═══ Source excerpt
Wednesday, August 26, 2015

Lake of Fire

I have a memory I know must be false and it makes sense that it takes place in Taiwan because whenever I'm there I live in that disoriented in-between space that not speaking the language puts me in. I rely on symbols and instinct and take cues from the physical environment but it's never quite enough to be completely at ease. In that way it's haunting, a place I'm drawn to but can never grasp.

My false memory is of driving across a narrow bridge that sits low to a large body of water, with a shin high wall. We get out of the car and it's misty and I look across a lake of fire. I was not raised a Christian and my grasp of Christianity is hazy and probably misinformed by popular Western culture, and my first grade year at a Catholic school. So, when I speak of a lake of fire, I am not talking about hell in the Christian sense. This was more like a volcanic lake of fire. Taiwan has many dormant volcanoes, and there are hot springs across the island, but as far as I know, the lake of fire of my memory does not exist. I don't know where it came from but I can date the false memory to my visit in 1999.

That same year I thought I was moving to Taiwan to teach English, and I did, for a few months, but I began to feel alienated because I was living with my Taiwanese family and I wasn't able to participate in the expat culture. I briefly dated an Australian teacher but our dates were chaste affairs that involved bad Taiwanese pizza and visits to Internet cafes where we checked our e-mail and the lives we left back home. I'd just graduated from college, was in my early twenties and thought I was missing an important chance to have formative experiences with my peers living with my aunt and my mother's paranoia (she was convinced I'd be kidnapped if I was allowed to take the bus or ride a motor scooter by myself).

Before I went back to New York to face whatever Y2K was going to unleash upon us, we went to Jiu Fen, my mother's home town. When my grandfather died from a stomach ailment in his late 30s my grandmother was pregnant. After she gave birth, she gave her son up for adoption to a neighboring family, bought land in central Taiwan, and relocated the family. I used to think my grandmother gave up my uncle for superstitious reasons (and she partially did) but now I know part of it must have been grief. My mother was about nine years old.
══════
> **Requests**
• 1. Answer each question using the blog post titled "Lake of Fire."
(a) To what year does the author date the false memory?
(b) What subject did the author go to Taiwan to teach?
(c) Whose home town is Jiu Fen?
• 2. Rewrite the passage of the blog post starting with "Wednesday, August 26, 2015" and going on through "can never grasp.", substituting "Taipei" for every instance of "Taiwan".
• 3. Continue the blog post titled "Lake of Fire" from its final sentence onward, writing the next part in the same voice.
The data placed after this point are separate from the blog post and unrelated to it.
═══ Data shown
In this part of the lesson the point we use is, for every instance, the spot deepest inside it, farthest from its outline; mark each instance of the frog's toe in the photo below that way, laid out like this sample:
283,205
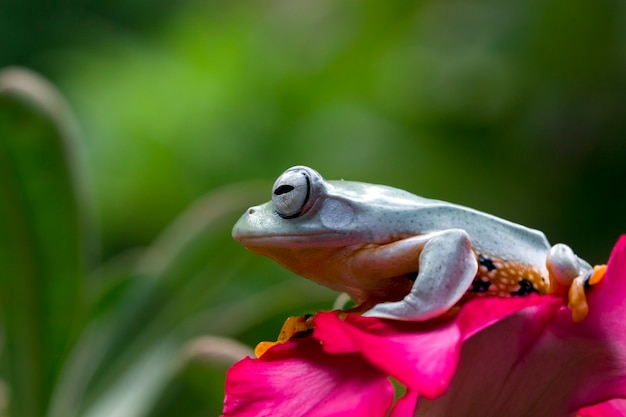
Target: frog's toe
578,292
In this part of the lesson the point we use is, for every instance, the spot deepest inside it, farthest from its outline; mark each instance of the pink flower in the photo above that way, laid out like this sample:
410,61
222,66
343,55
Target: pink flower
497,357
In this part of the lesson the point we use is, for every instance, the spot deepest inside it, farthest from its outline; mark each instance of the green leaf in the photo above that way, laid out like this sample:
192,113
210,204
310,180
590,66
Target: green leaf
42,243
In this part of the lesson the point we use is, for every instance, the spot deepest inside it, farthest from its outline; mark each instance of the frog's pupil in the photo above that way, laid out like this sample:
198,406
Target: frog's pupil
══════
> **Results for the exercise**
• 1.
(a) 1999
(b) English
(c) The author's mother's

• 2.
Wednesday, August 26, 2015

Lake of Fire

I have a memory I know must be false and it makes sense that it takes place in Taipei because whenever I'm there I live in that disoriented in-between space that not speaking the language puts me in. I rely on symbols and instinct and take cues from the physical environment but it's never quite enough to be completely at ease. In that way it's haunting, a place I'm drawn to but can never grasp.

• 3.
My mother says my agong he was a handsome playboy who wore a white suit. The only other things I know about him are that he, like my great-grandfather, was a gold miner, and when Japan lost WWII, and the Nationalists fled to Taiwan from China, both my grandfather and great grandfather hid in the mountains above Jiu Fen for fear they would be rounded up and be accused of being collaborators with the Japanese (who colonized Taiwan for 50 years). What might have been considered collaboration was just business to my family. The Japanese government held mining rights and my family wanted to mine gold.

I visited Jiu Fen in December and the weather was mid-fifties, high humidity, and drizzling with that whispy mountain fog that streaks Taiwan's peaks. I remember our clothes were always damp and my cousin's wife tried to dry my pants using a hair dryer. My mother's uncle had several large trophies on top of his television--awards from karaoke contests. He serenaded us for hours in Taiwanese, and my aunt, fifteen years older than my mother (and just fifteen years younger than my grandmother) sang Japanese songs because her few years of schooling was in Japanese. She taught herself how to read Chinese as an adult and still does not speak Mandarin well. My mother having gone to school when Mandarin was required and Taiwanese was suppressed, sang in Taiwanese.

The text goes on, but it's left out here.